[Segmentation mask data]
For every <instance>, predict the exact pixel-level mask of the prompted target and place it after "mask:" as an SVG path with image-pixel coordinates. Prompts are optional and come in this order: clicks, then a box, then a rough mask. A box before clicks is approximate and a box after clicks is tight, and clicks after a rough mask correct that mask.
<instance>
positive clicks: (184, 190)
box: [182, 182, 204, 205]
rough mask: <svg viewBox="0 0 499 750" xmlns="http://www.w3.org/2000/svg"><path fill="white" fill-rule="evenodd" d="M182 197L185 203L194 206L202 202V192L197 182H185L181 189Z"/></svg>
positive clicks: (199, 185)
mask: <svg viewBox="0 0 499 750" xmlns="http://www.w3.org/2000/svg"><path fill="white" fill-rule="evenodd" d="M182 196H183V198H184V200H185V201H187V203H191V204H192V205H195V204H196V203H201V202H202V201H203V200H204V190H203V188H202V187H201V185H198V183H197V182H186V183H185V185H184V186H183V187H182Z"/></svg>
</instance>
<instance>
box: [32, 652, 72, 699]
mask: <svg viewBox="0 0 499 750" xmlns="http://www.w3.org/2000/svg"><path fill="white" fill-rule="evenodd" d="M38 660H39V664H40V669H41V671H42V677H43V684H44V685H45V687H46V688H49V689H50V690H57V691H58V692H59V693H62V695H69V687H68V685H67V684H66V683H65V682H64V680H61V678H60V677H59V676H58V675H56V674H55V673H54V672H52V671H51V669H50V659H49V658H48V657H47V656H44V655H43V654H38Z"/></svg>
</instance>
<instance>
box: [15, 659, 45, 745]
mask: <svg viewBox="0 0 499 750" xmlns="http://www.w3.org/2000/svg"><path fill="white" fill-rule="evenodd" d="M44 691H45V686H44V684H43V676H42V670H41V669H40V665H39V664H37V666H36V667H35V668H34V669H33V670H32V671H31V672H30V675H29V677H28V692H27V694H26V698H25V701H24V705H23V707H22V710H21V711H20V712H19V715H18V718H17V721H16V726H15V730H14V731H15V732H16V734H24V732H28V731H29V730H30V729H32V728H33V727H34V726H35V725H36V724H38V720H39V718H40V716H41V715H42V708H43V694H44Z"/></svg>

[TASK STATEMENT]: Reproduce every one of the entries above character for character, changing nothing.

[RESULT BELOW]:
For every <instance>, predict the exact pixel-level mask of the prompted target and place it after "mask:" as an SVG path with image-pixel coordinates. Prompts are optional and come in this order: clicks, then a box, then a rough mask. A box before clicks is approximate and a box after clicks is tight, and clicks after a rough mask correct that mask.
<instance>
positive clicks: (184, 190)
box: [182, 182, 204, 205]
rough mask: <svg viewBox="0 0 499 750" xmlns="http://www.w3.org/2000/svg"><path fill="white" fill-rule="evenodd" d="M182 197L185 203L194 206L202 202V192L197 182H185L181 189Z"/></svg>
positive clicks: (199, 185)
mask: <svg viewBox="0 0 499 750" xmlns="http://www.w3.org/2000/svg"><path fill="white" fill-rule="evenodd" d="M182 196H183V198H184V200H185V201H187V203H191V204H192V205H195V204H196V203H201V202H202V201H203V200H204V190H203V188H202V187H201V185H198V183H197V182H186V183H185V185H184V186H183V187H182Z"/></svg>
</instance>
<instance>
box: [32, 652, 72, 699]
mask: <svg viewBox="0 0 499 750" xmlns="http://www.w3.org/2000/svg"><path fill="white" fill-rule="evenodd" d="M38 660H39V664H40V669H41V671H42V677H43V684H44V685H45V687H46V688H49V689H50V690H57V691H58V692H59V693H62V695H69V687H68V685H67V684H66V683H65V682H64V680H61V678H60V677H59V676H58V675H56V674H55V673H54V672H52V671H51V669H50V659H49V658H48V657H47V656H44V655H43V654H38Z"/></svg>
</instance>
<instance>
box: [15, 659, 45, 745]
mask: <svg viewBox="0 0 499 750" xmlns="http://www.w3.org/2000/svg"><path fill="white" fill-rule="evenodd" d="M44 691H45V686H44V684H43V676H42V670H41V669H40V665H39V664H37V666H36V667H35V668H34V669H33V670H32V671H31V672H30V675H29V677H28V692H27V694H26V698H25V701H24V705H23V707H22V710H21V711H20V712H19V715H18V718H17V721H16V726H15V730H14V731H15V732H16V734H24V732H28V731H29V730H30V729H32V728H33V727H34V726H35V725H36V724H38V720H39V718H40V716H41V715H42V708H43V694H44Z"/></svg>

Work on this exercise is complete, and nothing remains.